TASK PROMPT:
Render every line of the items below as a numbered list, skipping blank lines and leaving out the pictures.

MATERIAL PROVIDED:
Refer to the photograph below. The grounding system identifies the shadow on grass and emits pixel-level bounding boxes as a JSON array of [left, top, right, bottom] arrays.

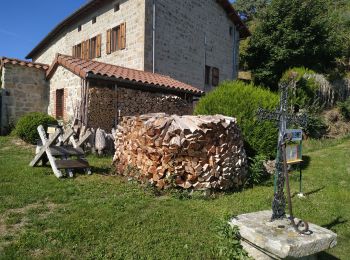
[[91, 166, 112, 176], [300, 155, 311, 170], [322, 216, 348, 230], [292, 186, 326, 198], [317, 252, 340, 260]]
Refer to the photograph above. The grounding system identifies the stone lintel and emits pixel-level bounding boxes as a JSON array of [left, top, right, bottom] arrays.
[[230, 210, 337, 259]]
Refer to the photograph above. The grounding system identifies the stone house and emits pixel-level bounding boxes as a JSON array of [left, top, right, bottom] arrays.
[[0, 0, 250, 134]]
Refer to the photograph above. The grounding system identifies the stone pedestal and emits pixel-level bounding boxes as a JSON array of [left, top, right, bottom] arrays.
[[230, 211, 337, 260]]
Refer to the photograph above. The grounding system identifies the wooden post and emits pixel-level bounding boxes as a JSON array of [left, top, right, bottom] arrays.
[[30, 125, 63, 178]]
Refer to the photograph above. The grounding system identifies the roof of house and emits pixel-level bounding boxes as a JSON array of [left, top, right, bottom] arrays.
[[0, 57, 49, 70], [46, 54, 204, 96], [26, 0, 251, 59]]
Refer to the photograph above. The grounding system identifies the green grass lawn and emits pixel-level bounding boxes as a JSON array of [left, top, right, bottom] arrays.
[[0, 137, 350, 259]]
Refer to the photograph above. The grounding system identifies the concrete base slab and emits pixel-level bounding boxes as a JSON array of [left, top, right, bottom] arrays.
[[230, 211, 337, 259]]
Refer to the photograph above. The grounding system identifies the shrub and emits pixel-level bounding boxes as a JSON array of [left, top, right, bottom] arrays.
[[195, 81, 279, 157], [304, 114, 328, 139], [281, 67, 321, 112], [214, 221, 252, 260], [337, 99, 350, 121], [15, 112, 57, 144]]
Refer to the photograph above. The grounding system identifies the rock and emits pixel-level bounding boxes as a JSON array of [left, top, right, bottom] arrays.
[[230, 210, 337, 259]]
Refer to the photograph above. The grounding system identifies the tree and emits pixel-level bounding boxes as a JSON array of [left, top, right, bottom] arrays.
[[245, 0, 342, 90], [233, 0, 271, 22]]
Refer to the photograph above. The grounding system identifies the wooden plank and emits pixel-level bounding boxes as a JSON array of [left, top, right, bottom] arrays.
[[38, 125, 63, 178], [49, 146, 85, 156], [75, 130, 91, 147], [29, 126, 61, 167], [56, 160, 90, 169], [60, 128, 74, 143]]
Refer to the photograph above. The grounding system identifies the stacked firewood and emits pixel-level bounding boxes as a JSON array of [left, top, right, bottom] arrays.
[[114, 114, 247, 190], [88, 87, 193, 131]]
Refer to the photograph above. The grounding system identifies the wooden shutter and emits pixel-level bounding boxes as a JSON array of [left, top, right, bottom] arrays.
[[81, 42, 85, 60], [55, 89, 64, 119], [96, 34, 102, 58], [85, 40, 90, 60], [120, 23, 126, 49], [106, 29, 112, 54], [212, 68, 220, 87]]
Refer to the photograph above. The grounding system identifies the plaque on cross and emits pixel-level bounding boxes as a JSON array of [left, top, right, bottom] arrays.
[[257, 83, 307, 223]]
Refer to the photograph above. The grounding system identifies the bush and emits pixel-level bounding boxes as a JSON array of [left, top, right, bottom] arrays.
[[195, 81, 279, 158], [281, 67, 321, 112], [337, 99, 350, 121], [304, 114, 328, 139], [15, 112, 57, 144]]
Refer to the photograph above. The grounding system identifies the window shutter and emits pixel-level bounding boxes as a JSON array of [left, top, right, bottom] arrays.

PROBLEM SOLUTION:
1. Refer to the photograph below. The grounding system identifies the shadow on grass and emits pixel-level bounding boxes as a JSON array of [left, top, right, bottom] arrays.
2. [[91, 166, 112, 176], [300, 155, 311, 170], [322, 216, 348, 230], [292, 186, 326, 198], [317, 252, 340, 260]]
3. Refer to the photograph above. The grounding system identifies the stone lintel and emits pixel-level bounding boxes as a JSON array of [left, top, right, bottom] arrays.
4. [[230, 210, 337, 259]]
5. Refer to the photograph above. The grounding system identifies the stone house and emits pixel-level bounding boxes as a JSON array of [left, top, right, bottom] arrays.
6. [[0, 0, 250, 134]]
7. Refer to the photograph above. The grounding system identifies the stone pedestal and emits pixel-level bounding boxes as a JSON array of [left, top, right, bottom] arrays.
8. [[230, 211, 337, 260]]
9. Refer to the photograph above. The grounding system identifies the wooden post and emits pixel-level bounding boxes as a JSON array of [left, top, right, bottom] arrays.
10. [[30, 125, 63, 178]]
11. Refer to the photograph above. The grounding system identifies the roof of house and emits pixel-level bounding boxes as a JSON array of [left, top, right, bottom] arrays.
12. [[0, 57, 49, 70], [46, 54, 204, 96], [26, 0, 251, 59]]
13. Refer to the photograph above. The grounding system identifies the green grass lawn and emits pixel-level bounding boxes as a JSON array of [left, top, right, bottom] arrays.
14. [[0, 137, 350, 259]]
15. Refer to the photograph above. The grounding system identifies the concrete base slab and emits pixel-level bounding boxes as a JSON array of [left, top, right, bottom] arrays.
16. [[230, 211, 337, 259]]
17. Refer to the photograph above. The grounding system identifies the shrub and emits pixel-level bounding boxes as a JSON array of [left, top, right, bottom] arrays.
18. [[195, 81, 279, 157], [304, 114, 328, 139], [281, 67, 321, 112], [214, 221, 252, 260], [337, 99, 350, 121], [15, 112, 57, 144]]
19. Refer to the photograph above. The grounding system identifies the rock and emits pixel-level bounding boxes as a JSON array of [left, top, right, bottom] arrays.
20. [[230, 210, 337, 259]]
21. Refer to the photograph above. The grounding system identifies the tree and emits pixel-level bounding boxes as a JSON array of [left, top, right, bottom] arrays.
22. [[245, 0, 342, 90], [233, 0, 271, 22]]
23. Refer to the photograph above. The grounding system identifies the wooden plank and emits pixel-level bounding boxes as a JSON array of [left, top, right, bottom] arrays.
24. [[38, 125, 63, 178], [49, 146, 85, 156], [75, 130, 91, 147], [29, 126, 61, 167], [56, 160, 90, 169], [60, 128, 74, 143]]
25. Refer to the photograph above. The grounding system identifies the stacked firewood and emits pixel-level bounding boxes as a JSON array of [left, top, right, bottom] arrays.
26. [[114, 114, 247, 190], [88, 87, 193, 131]]
27. Refer to the photograph above. The grounding system identifies the wooden shutter and emits pixel-level bounding boxes as a JSON array of [left, top, right, bottom] arrays.
28. [[81, 42, 85, 60], [55, 89, 64, 119], [96, 34, 102, 58], [85, 40, 90, 60], [120, 23, 126, 49], [106, 29, 112, 54], [212, 68, 220, 87]]
29. Refer to the photograph above. The grounding system identifies the plaque on cross and emits pixel-level bounding boxes as a JSON array of [left, top, right, bottom] arrays.
30. [[257, 83, 307, 223]]
31. Refer to the photograph above. The grounding system identifies the bush and emits pixel-level bounding boxes as a JSON array of [left, top, right, bottom] arrays.
32. [[195, 81, 279, 158], [281, 67, 321, 112], [337, 99, 350, 121], [304, 114, 328, 139], [15, 112, 57, 144]]
33. Refer to the photograph above. The grounding system identifies the window shutter and emits pixel-level bounding boxes as a JSON array of [left, top, right, bottom] arrays.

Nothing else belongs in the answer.